▸ Activity: Output all the data below verbatim.

▸ Records to process:

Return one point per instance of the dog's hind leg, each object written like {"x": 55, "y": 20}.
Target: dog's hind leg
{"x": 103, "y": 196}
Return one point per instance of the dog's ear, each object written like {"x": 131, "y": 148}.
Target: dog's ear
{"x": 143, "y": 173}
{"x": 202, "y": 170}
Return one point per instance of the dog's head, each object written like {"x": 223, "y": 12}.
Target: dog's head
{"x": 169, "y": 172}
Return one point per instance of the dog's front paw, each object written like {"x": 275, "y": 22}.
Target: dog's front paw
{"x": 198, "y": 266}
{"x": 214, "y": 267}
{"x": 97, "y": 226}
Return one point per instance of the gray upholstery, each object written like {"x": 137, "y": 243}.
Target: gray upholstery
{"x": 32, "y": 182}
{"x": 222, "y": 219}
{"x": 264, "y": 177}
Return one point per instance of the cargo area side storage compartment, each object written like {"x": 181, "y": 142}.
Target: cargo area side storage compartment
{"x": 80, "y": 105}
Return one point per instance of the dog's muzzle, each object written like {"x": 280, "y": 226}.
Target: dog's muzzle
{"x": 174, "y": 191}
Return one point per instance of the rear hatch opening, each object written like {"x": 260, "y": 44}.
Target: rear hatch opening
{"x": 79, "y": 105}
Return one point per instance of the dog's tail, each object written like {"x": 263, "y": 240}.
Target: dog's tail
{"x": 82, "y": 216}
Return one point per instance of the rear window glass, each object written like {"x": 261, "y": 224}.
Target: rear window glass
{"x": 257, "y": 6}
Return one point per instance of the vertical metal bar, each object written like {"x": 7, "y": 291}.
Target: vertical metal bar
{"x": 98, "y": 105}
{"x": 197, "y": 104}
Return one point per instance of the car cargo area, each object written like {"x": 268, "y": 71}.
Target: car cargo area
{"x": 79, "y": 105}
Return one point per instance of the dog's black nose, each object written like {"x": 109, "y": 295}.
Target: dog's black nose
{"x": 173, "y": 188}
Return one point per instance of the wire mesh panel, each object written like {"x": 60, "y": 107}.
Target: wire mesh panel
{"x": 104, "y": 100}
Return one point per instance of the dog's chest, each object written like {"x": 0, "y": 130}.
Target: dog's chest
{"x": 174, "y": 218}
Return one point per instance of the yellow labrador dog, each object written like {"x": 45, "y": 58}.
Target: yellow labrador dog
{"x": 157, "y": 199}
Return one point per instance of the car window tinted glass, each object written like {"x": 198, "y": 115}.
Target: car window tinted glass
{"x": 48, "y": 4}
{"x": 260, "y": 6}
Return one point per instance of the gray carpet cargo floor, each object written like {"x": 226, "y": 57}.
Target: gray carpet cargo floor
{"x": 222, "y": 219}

▸ The answer:
Return one point per instance of the dog's hind leg, each object written like {"x": 55, "y": 20}.
Target: dog's hind leg
{"x": 103, "y": 196}
Return one point per instance of the dog's ear, each object written like {"x": 131, "y": 148}.
Target: dog's ear
{"x": 143, "y": 173}
{"x": 202, "y": 170}
Return one point per instance of the dog's head, each object written like {"x": 223, "y": 12}.
Target: dog's head
{"x": 169, "y": 172}
Return one point per instance of the dog's front paw, each object written like {"x": 275, "y": 22}.
Target: dog's front paw
{"x": 198, "y": 266}
{"x": 214, "y": 267}
{"x": 97, "y": 226}
Return one point per instance of the gray upholstery, each object written like {"x": 137, "y": 243}.
Target: gray upholstery
{"x": 32, "y": 182}
{"x": 222, "y": 219}
{"x": 264, "y": 177}
Return one point per instance of the cargo area side storage compartment, each object written like {"x": 181, "y": 142}.
Target: cargo area side storage compartment
{"x": 80, "y": 105}
Return one point per instance of the dog's muzzle, each object written like {"x": 280, "y": 226}.
Target: dog's muzzle
{"x": 174, "y": 191}
Return one point per instance of the rear hatch opening, each object written like {"x": 260, "y": 44}.
Target: rear hatch opening
{"x": 79, "y": 105}
Return one point per instance of the dog's tail, each object written like {"x": 263, "y": 240}.
Target: dog's tail
{"x": 82, "y": 216}
Return one point per instance of the rear window glass, each object written like {"x": 261, "y": 224}.
Target: rear window glass
{"x": 257, "y": 6}
Return one point per instance of the vertical metal bar, each object written like {"x": 7, "y": 291}.
Target: vertical metal bar
{"x": 98, "y": 105}
{"x": 197, "y": 104}
Return one point per instance of the car cargo area, each object written like {"x": 268, "y": 71}.
Target: car cargo area
{"x": 79, "y": 105}
Return one point per instance of the dog's black nose, each object written like {"x": 109, "y": 295}.
Target: dog's black nose
{"x": 173, "y": 188}
Return one point per instance of the wire mesh panel, each object written like {"x": 60, "y": 107}.
Target: wire mesh panel
{"x": 104, "y": 100}
Return one point per instance of the dog's chest, each object written like {"x": 0, "y": 130}.
Target: dog's chest
{"x": 174, "y": 218}
Return one point per instance of the yellow labrador dog, each object written like {"x": 45, "y": 58}.
Target: yellow labrador dog
{"x": 157, "y": 199}
Return one point per instance of the car window tinted glass, each object written like {"x": 198, "y": 115}.
Target: car window tinted glass
{"x": 48, "y": 4}
{"x": 260, "y": 6}
Return one point per instance of the gray carpet cargo floor, each object written like {"x": 226, "y": 57}.
Target: gray carpet cargo floor
{"x": 222, "y": 219}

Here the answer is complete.